Excerpted passage START

It’s just that simple - I like my theology like I like a good cup of coffee: strong and undiluted. That’s right, I’ll take a strong shot of sound doctrine over much of the watery preaching of today. Frankly speaking, all believers ought to desire the rich and robust doctrines of the Bible; or to put it in biblical language, genuine believers will want to go beyond mere pablum to the solid food of God’s Word. This is indeed the path of the believer’s progress: from conversion to death, all believers will live lives that are marked by theological growth. Such progress is a sign of sanctification; it is an indication of the Spirit’s indwelling and faithful work in our lives. The fact that such progress is expected in the genuine Christian’s life is made evident when the author of Hebrews declared: “by now you ought to be teachers.” By this statement he revealed that there should be a genuine expectation of theological growth with those who name the name of Jesus Christ (Hebrews 5:12).
But things can become unhealthy when we expect everyone else to be exactly where we are in our theological progress. In many ways a problem such as this is evidence of spiritual pride and impatience. It happens when believers become puffed up with their knowledge (1 Cor. 8:1) and fail to see that intellectual knowledge must be met with genuine wisdom - wisdom which seeks to take doctrinal knowledge and put it into practice in one’s daily life:
Philippians 4:9:9 The things you have learned and received and heard and seen in me, practice these things, and the God of peace will be with you.

Excerpted passage END
Information START

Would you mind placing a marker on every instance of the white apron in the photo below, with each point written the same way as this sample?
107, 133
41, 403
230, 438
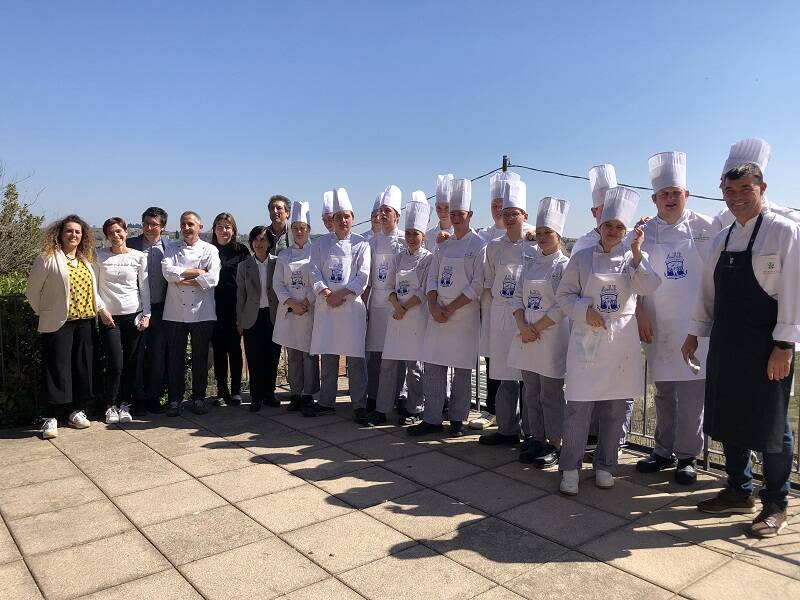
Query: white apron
292, 330
404, 338
454, 343
380, 309
339, 330
548, 355
670, 309
502, 325
606, 364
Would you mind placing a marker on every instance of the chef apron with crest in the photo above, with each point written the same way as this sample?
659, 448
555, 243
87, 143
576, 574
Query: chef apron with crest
339, 330
605, 364
546, 356
455, 342
292, 330
669, 309
502, 325
380, 309
405, 337
742, 406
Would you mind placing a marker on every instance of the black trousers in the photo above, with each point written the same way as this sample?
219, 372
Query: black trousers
67, 357
263, 356
227, 345
120, 356
152, 361
177, 337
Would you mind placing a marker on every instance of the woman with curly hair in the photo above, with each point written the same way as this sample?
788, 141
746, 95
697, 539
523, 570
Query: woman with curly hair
62, 290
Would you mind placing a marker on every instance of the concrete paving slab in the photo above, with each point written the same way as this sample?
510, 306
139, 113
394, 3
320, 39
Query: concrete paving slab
294, 508
16, 582
425, 514
91, 567
203, 534
166, 585
654, 556
251, 482
579, 577
490, 492
346, 542
263, 570
367, 487
562, 520
167, 502
416, 573
496, 549
51, 531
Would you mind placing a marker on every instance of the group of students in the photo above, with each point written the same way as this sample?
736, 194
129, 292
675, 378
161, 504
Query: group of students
413, 309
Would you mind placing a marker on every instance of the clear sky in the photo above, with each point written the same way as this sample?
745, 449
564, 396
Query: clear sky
212, 106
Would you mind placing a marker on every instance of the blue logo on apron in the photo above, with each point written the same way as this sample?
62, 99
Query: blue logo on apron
675, 268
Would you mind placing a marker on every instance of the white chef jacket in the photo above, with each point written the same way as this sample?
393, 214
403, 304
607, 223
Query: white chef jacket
776, 264
187, 303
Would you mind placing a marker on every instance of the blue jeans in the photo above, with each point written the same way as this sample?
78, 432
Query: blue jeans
777, 469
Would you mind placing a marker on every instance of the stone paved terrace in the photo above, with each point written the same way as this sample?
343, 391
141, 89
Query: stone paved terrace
232, 505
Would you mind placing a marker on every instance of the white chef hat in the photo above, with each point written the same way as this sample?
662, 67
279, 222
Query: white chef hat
552, 213
620, 203
392, 197
515, 195
327, 203
418, 211
443, 183
460, 194
497, 180
601, 177
667, 169
300, 212
341, 201
751, 150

Information END

# Your assignment:
Can you print the passage of the piece on theological growth, starting at "But things can" and ending at "be with you."?

# Response to the task:
But things can become unhealthy when we expect everyone else to be exactly where we are in our theological progress. In many ways a problem such as this is evidence of spiritual pride and impatience. It happens when believers become puffed up with their knowledge (1 Cor. 8:1) and fail to see that intellectual knowledge must be met with genuine wisdom - wisdom which seeks to take doctrinal knowledge and put it into practice in one’s daily life:
Philippians 4:9:9 The things you have learned and received and heard and seen in me, practice these things, and the God of peace will be with you.